• Direction: Return every line of the material that contains the string "fringe", matching case.

• Material supplied:
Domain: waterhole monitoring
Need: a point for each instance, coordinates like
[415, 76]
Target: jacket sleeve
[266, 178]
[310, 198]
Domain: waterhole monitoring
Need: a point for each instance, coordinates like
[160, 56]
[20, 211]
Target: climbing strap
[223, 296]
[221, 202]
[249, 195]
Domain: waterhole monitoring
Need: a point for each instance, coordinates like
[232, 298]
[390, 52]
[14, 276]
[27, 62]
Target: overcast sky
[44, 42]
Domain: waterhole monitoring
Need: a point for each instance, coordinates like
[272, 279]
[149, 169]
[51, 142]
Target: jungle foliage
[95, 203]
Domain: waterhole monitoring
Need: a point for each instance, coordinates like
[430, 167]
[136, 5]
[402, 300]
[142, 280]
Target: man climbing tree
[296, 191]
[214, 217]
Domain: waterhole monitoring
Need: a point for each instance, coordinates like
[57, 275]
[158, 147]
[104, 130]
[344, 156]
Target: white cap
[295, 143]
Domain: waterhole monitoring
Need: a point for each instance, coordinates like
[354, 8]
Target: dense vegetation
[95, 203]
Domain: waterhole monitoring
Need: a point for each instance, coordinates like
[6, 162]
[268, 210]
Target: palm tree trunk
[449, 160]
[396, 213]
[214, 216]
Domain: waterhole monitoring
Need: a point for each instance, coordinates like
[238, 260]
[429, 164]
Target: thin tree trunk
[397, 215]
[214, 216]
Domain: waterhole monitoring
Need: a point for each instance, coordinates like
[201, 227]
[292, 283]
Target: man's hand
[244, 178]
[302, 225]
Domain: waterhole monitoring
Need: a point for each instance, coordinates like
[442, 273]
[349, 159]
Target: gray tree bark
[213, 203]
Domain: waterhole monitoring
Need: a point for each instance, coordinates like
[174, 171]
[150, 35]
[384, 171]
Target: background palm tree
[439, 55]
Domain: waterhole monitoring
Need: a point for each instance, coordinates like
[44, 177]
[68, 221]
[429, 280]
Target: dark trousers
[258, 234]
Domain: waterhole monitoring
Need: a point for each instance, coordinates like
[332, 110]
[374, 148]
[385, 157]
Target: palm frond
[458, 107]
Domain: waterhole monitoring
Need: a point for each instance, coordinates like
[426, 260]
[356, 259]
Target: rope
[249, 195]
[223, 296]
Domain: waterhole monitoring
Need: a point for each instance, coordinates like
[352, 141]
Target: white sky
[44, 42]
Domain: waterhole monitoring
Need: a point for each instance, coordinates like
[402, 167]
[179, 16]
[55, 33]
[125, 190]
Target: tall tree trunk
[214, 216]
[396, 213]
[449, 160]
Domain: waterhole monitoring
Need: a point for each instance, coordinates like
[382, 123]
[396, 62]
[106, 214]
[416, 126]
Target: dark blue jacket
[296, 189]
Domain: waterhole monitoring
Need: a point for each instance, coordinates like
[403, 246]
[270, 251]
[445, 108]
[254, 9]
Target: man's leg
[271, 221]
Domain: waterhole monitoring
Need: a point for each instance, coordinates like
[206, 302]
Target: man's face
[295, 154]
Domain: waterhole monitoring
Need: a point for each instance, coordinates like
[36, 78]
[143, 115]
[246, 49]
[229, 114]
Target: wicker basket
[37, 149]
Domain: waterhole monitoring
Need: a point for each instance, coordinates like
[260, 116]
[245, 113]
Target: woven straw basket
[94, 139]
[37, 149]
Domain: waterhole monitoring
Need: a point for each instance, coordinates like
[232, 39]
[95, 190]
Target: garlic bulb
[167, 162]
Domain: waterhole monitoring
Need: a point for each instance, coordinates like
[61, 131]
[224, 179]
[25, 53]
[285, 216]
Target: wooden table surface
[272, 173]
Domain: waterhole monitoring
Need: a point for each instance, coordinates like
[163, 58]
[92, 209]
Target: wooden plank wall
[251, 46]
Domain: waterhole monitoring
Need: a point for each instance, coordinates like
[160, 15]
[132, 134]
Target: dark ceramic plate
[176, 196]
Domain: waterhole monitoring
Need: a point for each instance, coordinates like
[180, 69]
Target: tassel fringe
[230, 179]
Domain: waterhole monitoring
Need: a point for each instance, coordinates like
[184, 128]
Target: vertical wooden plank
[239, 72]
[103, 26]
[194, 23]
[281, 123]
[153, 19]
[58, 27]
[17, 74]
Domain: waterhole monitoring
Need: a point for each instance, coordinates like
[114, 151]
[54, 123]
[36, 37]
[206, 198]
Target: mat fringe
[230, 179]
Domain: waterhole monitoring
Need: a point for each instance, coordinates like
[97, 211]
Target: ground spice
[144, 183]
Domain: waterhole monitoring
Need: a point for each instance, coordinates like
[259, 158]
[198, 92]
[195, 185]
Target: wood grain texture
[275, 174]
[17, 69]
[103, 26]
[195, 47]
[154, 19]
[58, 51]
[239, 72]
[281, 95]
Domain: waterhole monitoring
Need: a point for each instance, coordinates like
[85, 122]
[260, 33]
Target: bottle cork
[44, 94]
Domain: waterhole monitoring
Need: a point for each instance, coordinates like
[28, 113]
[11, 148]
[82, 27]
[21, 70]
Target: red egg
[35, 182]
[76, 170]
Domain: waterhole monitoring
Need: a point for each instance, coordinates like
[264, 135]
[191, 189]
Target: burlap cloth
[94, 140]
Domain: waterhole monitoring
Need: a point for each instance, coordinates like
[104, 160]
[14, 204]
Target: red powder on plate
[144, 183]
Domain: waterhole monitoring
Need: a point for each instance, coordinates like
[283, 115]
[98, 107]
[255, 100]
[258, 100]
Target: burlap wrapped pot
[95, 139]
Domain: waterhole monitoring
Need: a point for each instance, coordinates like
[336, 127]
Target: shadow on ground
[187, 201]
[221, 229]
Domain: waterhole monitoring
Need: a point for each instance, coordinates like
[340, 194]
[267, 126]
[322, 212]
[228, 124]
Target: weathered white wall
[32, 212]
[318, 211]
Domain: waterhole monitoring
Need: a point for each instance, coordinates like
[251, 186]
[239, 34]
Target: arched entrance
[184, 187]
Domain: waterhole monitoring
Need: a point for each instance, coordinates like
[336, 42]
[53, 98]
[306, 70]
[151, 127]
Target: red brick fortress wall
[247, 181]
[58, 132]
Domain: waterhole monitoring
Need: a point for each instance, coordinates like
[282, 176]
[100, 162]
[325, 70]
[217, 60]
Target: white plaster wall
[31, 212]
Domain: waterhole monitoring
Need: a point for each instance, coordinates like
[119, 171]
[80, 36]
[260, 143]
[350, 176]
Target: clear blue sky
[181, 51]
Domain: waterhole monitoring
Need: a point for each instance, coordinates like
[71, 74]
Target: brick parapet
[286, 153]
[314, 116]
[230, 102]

• Solution below:
Target: tassel fringe
Target: mat fringe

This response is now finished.